- **Written request A**
Rewrite the records that follow the text, changing "dark green leaf" to "pale yellow leaf" and keeping everything else identical.

# # # #

I have had hens eat eggs that broke but never had one what sounds like intentionally break a egg. Maybe it was a fluke thing. :shrug:


----------



## luvmyherd (Apr 9, 2011)

I was gonna start my own thread about this but what happened to me this morning seems to fit in here.
To be on topic, we move our hens whenever we know they are truly broody. I like to keep them caged. We have a rather large brooder that holds a hen and chicks. There is plenty of room for her to stretch. When we are sure we put fresh eggs in a nest box and add mama. So far they have all climbed right onto the nest.

Now, as for this morning and mean (or psychotic) hens. I went out and heard peeping only to find the hen killing and eating the chicks as they hatched. :GAAH: I was mortified. We have had chickens since the 80's and I have never seen anything like this. I salvaged 5 (one has hatched two are on the way). I have another setting and hers are due in just a day or two so I am hoping I can get her to adopt these. We are leaving on vacation and I do not want someone having to deal with brooding baby chicks.

# # # #

- **Written request B**
Retype the part of the forum thread about hens between "To be on topic, we" and "onto the nest.", inclusive.

- **Data to process**
# # # #

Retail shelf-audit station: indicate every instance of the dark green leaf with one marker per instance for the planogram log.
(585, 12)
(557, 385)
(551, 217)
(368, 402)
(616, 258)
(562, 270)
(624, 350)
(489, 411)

# # # #

- **Expected output A**
Retail shelf-audit station: indicate every instance of the pale yellow leaf with one marker per instance for the planogram log.
(585, 12)
(557, 385)
(551, 217)
(368, 402)
(616, 258)
(562, 270)
(624, 350)
(489, 411)

- **Expected output B**
To be on topic, we move our hens whenever we know they are truly broody. I like to keep them caged. We have a rather large brooder that holds a hen and chicks. There is plenty of room for her to stretch. When we are sure we put fresh eggs in a nest box and add mama. So far they have all climbed right onto the nest.